# What's a good tubed catty to start with ?



## Snib87 (Feb 19, 2016)

Hi guys an girls , I've always shot flatbands (tbg) I also shoot gangster style , but I've never shot a tubed catty an fancies giving it a go , but don't want 2 b shelling out loads of cash as I've already gone catty mad an have over 15 varieties lol , please include pics if u wish , cheers Craig


----------



## treefork (Feb 1, 2010)

Mount tubes on one of the fifteen cattys you own .


----------



## JonM (Aug 17, 2013)

treefork said:


> Mount tubes on one of the fifteen cattys you own .


 :yeahthat: :wave:


----------



## Snib87 (Feb 19, 2016)

But which tubes do I buy I'm clueless ?


----------



## Vly62 (Feb 21, 2015)

All depends on what you shoot for ammo. I suggest by looking at simpleshot.com, they sell the main varieties of tubes. I also believe they give a description of what size ammo for each tube size.


----------



## Snib87 (Feb 19, 2016)
- - - -
■ **Given exercise 1**:
Answer these about the forum thread on tubed slingshots:
(a) How many varieties of catty does Snib87 say are already owned?
(b) What does treefork suggest mounting tubes on?
(c) Which website does Vly62 suggest looking at?
■ **Given exercise 2**: Copy everything in the slingshot forum thread from "# What's a good" down to "(Feb 1, 2010)".
■ **Given exercise 3**: Could you carry on the forum thread about starting with a tubed slingshot from where it stops?

■ **Supplied records**:
- - - -
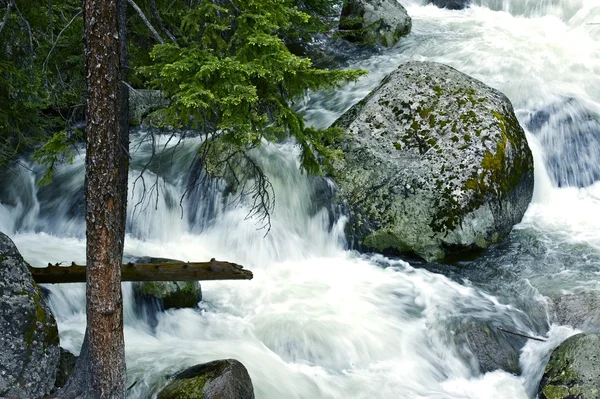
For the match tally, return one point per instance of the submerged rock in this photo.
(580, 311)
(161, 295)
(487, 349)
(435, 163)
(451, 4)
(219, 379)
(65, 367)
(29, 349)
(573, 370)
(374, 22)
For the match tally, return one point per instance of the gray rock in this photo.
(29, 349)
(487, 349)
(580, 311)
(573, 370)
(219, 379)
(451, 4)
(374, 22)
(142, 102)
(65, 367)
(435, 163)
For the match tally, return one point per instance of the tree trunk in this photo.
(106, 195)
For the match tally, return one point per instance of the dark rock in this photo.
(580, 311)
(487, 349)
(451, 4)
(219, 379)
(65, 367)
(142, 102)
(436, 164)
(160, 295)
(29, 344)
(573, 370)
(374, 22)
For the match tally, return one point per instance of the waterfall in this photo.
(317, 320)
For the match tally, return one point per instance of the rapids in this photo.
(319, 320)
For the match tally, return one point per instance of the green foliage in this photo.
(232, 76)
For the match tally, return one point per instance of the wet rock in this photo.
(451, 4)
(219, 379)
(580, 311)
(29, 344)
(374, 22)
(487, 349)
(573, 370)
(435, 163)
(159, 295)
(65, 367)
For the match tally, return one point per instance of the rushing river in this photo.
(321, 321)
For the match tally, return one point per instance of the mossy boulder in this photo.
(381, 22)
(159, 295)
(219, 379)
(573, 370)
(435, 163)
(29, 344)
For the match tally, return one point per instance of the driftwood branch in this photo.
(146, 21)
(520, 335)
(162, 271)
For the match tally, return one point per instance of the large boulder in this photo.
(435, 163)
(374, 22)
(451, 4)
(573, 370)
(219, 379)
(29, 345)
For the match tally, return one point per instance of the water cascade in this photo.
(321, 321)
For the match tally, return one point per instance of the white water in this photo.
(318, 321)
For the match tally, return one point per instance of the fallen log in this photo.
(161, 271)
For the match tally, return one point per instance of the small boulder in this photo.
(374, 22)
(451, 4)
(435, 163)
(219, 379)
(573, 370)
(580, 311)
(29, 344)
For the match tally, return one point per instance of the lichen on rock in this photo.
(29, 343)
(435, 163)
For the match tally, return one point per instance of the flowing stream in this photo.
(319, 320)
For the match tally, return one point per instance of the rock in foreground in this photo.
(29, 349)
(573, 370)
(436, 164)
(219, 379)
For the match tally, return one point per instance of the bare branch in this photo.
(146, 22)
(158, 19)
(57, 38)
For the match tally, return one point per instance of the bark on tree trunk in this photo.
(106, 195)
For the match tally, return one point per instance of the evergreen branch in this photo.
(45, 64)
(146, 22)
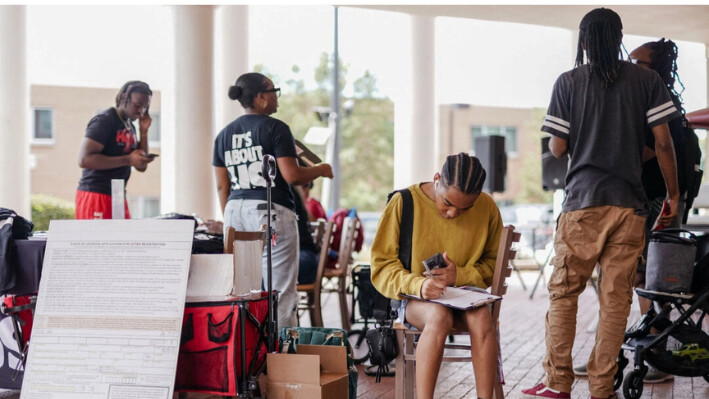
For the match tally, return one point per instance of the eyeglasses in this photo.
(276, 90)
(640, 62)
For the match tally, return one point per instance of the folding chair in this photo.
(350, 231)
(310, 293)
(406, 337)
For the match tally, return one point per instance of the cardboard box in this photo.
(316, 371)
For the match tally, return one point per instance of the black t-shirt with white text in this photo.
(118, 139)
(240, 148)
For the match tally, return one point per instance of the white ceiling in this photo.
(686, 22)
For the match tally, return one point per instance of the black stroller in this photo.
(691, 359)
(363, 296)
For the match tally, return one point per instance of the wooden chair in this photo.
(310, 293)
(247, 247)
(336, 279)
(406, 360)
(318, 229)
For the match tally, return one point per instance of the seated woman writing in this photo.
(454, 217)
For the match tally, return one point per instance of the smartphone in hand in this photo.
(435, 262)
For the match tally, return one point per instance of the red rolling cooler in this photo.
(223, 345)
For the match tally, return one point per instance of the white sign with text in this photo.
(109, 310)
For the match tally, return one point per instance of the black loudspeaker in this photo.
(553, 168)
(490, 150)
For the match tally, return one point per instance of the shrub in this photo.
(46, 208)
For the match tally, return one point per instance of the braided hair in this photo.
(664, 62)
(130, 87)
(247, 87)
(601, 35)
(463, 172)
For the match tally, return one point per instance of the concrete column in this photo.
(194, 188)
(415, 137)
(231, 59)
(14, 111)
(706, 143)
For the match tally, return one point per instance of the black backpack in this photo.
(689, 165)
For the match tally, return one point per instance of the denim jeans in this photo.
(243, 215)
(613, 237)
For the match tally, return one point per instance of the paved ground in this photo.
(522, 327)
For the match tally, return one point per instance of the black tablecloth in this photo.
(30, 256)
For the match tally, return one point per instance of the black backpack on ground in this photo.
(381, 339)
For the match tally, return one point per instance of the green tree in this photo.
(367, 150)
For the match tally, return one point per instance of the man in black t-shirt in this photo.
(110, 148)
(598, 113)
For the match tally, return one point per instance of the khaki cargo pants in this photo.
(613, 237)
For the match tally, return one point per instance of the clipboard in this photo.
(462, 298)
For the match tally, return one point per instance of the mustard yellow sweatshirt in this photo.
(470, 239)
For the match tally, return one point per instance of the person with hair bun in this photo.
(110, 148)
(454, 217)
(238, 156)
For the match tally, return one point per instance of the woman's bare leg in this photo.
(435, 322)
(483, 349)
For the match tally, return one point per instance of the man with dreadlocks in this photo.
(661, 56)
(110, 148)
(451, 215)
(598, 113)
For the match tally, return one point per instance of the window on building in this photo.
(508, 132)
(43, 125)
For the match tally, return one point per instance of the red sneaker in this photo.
- - - -
■ **Written reply 1**:
(a) Over 15.
(b) One of the fifteen cattys Snib87 owns.
(c) simpleshot.com.

■ **Written reply 2**:
# What's a good tubed catty to start with ?



## Snib87 (Feb 19, 2016)

Hi guys an girls , I've always shot flatbands (tbg) I also shoot gangster style , but I've never shot a tubed catty an fancies giving it a go , but don't want 2 b shelling out loads of cash as I've already gone catty mad an have over 15 varieties lol , please include pics if u wish , cheers Craig


----------



## treefork (Feb 1, 2010)

■ **Written reply 3**:
Cheers vly62 I'll take a look an I shoot 9.5mm steels


----------



## Alfred E.M. (Jul 5, 2014)

*Another option, dankung.com offers dozens of stainless tube shooters, most quite reasonable, shipping included in the price.*

*http://www.dankung.com/Gcontent/luck-rings-microdankung-slingshot_1273*

*http://www.dankung.com/Gcontent/general-stainless-steel-dankung-hunting-slingshot-ii_1233*

*http://www.dankung.com/Gcontent/ergonomic-dancing-slingshot-grooves_1073*


----------



## Samurai Samoht (Apr 6, 2013)

I primarily shoot 9.5mm (3/8") steel as well. Target shooting at 33ft (10m) typically. With tubes I recently have been using* looped* 1632's (Dankung) and *single* 1842's. If you loop the 1842's you also get some decent power for throwing heavier ammo and you could step back to a greater distance. I also find that 1842 and 1745 tubing lasts longer than the 1632.

At 33ft single 1745's will easily do the job and more, so it's also good for greater distance and heavier ammo. For those reasons I personally see it as an economical choice. But that's just me. 

If the budget can handle it maybe try a couple different kinds from simple-shot.com or find a local distributor. You could also check out the Dankung website for bulk lengths.

Hope that helps a little.

Tom


----------



## NaturalFork (Jan 21, 2010)

I think the small diameter (chinese) tubes outperform the traditional large tubes found on department store slingshots.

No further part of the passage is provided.